▶ [TEXTABSCHNITT]:
Kommentar Grüne Geldanlagen: Gier mit Ökoschleifchen
Kleinanleger werden von "grünen" Kapitalanlagen angelockt. Doch die grünen Konzerne arbeiten mit denselben dubiosen Mechanismen wie die Konkurrenz.
G rüne Kapitalanlagen sind für viele Anleger zum Königsweg geworden. Hier können sie ihr Geld ethisch korrekt anlegen und dabei noch eine hübsche Rendite kassieren.
Gerade Windparks scheinen diesen Anspruch ideal zu erfüllen: Die Technologie funktioniert, die staatliche Förderung für den Windstrom garantiert langfristige Einnahmen. Doch in der boomenden Branche mit den sauberen und sicheren Renditen tauchen immer mehr dubiose Anbieter auf.
Ihre Werbung zielt vornehmlich auf gutgläubige Kleinanleger und lockt mit Verzinsungen weit über marktüblichem Niveau. Dabei arbeiten viele Vermarkter von Windparkfonds mit denselben Mechanismen, welche die Blasen auf den globalen Finanzmärkten verursacht haben.
Tarik Ahmia ist Redakteur der taz im Ressort Ökologie und Wirtschaft.

▶ [DATEN ZUR AUSWERTUNG]:
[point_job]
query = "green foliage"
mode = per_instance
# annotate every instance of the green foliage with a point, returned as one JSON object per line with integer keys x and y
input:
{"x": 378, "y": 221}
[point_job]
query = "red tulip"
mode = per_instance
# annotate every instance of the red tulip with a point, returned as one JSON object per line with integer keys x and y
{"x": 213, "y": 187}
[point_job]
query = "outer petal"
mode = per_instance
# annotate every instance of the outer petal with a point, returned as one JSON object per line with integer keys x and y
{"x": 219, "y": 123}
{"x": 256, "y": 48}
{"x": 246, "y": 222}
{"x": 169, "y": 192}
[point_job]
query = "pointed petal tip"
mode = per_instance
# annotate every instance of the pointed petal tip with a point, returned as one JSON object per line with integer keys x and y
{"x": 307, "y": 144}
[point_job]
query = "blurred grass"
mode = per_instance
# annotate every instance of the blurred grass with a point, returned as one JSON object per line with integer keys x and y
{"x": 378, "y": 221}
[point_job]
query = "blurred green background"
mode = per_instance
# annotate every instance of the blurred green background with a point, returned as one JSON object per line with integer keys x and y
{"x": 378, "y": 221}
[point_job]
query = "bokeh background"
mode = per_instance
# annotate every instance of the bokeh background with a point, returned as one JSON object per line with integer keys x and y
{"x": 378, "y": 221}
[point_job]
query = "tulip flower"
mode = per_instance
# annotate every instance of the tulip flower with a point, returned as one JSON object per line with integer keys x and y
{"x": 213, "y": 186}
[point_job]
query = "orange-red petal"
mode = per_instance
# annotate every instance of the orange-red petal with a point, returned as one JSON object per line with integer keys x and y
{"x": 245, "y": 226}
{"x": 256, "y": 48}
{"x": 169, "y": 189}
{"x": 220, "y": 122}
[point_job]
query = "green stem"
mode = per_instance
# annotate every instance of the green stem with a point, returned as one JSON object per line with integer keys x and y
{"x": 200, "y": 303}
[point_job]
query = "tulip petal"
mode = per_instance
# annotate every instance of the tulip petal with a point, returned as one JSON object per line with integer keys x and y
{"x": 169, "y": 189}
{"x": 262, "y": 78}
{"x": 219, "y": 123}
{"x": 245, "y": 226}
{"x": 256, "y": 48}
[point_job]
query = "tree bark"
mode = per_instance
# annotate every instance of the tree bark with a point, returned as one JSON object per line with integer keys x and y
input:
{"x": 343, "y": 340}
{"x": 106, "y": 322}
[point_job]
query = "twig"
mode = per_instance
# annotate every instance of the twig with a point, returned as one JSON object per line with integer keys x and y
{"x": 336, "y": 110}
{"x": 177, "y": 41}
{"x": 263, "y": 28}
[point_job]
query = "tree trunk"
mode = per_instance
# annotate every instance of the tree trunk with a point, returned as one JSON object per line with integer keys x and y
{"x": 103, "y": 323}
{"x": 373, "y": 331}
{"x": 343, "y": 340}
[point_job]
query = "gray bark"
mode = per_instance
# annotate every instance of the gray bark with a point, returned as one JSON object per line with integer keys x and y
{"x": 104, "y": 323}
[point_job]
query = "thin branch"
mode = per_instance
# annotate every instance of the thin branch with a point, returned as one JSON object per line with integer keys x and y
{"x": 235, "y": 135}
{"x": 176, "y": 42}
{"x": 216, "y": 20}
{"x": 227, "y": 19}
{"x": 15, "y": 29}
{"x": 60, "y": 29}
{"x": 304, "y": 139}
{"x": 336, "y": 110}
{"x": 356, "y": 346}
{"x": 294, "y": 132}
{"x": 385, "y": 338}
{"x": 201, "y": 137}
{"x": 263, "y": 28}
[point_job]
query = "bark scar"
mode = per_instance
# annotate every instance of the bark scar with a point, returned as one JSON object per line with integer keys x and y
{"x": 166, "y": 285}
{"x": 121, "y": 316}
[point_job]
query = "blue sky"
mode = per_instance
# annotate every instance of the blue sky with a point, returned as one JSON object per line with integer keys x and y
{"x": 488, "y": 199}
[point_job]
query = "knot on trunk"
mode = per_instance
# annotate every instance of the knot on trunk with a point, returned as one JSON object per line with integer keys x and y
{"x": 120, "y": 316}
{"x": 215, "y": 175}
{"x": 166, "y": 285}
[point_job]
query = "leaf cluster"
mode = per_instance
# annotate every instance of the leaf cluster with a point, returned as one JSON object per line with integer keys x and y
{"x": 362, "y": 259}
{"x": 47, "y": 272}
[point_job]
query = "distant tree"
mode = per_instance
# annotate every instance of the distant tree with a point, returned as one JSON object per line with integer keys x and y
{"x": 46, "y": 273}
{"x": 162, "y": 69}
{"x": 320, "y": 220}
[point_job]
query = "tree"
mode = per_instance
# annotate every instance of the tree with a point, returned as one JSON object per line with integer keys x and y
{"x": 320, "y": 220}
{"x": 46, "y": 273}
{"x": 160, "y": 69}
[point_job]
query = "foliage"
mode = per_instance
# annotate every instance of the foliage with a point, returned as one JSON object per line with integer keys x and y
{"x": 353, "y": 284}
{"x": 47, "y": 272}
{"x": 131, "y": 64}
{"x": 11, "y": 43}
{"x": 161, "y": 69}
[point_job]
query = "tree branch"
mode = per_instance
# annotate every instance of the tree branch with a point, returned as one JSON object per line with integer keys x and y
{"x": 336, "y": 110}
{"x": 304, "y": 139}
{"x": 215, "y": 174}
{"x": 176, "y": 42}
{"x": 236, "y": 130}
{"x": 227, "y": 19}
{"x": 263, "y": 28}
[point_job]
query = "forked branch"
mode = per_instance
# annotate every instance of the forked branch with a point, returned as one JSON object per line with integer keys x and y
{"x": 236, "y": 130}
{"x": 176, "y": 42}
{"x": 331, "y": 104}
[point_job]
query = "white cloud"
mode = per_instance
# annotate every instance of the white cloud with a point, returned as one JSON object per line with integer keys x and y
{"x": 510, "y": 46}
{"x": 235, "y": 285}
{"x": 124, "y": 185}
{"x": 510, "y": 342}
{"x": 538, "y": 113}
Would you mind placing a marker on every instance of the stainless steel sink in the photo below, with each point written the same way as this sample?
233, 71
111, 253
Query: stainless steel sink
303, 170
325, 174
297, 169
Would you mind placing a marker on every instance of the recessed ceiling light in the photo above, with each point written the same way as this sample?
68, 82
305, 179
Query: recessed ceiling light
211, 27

▶ [AUFGABE 1]: Gib bitte den Abschnitt des Kommentars über grüne Geldanlagen zwischen „Kommentar Grüne Geldanlagen: Gier“ und „wie die Konkurrenz.“, beide eingeschlossen, wortgetreu wieder.
▶ [AUFGABE 2]: Schreib den Kommentar über grüne Geldanlagen dort weiter, wo er aufhört.
Die Zeilen spielen hierfür keine Rolle.

▶ [ANTWORTFELD 1]:
Kommentar Grüne Geldanlagen: Gier mit Ökoschleifchen
Kleinanleger werden von "grünen" Kapitalanlagen angelockt. Doch die grünen Konzerne arbeiten mit denselben dubiosen Mechanismen wie die Konkurrenz.

▶ [ANTWORTFELD 2]:
Es ist die Verheißung der wundersamen Geldvermehrung: So wie einst amerikanische Banken verbriefte Kredite mit astronomischen Zinsversprechen versahen und damit die Weltwirtschaft verseuchten, so ist die Gier der Anleger auch bei vielen grünen Geldanlagen die treibende Kraft. Nur ist ihre Gier mit einem Ökoschleifchen dekoriert.
Wer dauerhaft risikolose Traumrenditen verspricht, der handelt vor allem mit Illusionen. Auch die Branche der erneuerbaren Energien ist längst von diesem Virus infiziert. Wer sein Geld nachhaltig investiert, sollte deshalb ernsthaft prüfen, ob das konkrete Anlageprodukt den eigenen moralischen Ansprüchen wirklich standhalten kann.
Aber für diese Entscheidungen ist auch Fachwissen nötig, das vielen Anlegern fehlt. Bislang werden sie ausgebufften Verkaufsprofis durch die Abwesenheit jeder Aufsicht und durch absurde gesetzliche Regelungen fahrlässig ausgeliefert. Wer etwa einem Verkaufsprospekt glaubt und sich für 20 Jahre in einem Windparkfonds engagiert, der hat auch bei falschen Prospektangaben praktisch keine Chancen, sein Recht einzuklagen: In Deutschland endet die Prospekthaftung bereits nach sechs Monaten.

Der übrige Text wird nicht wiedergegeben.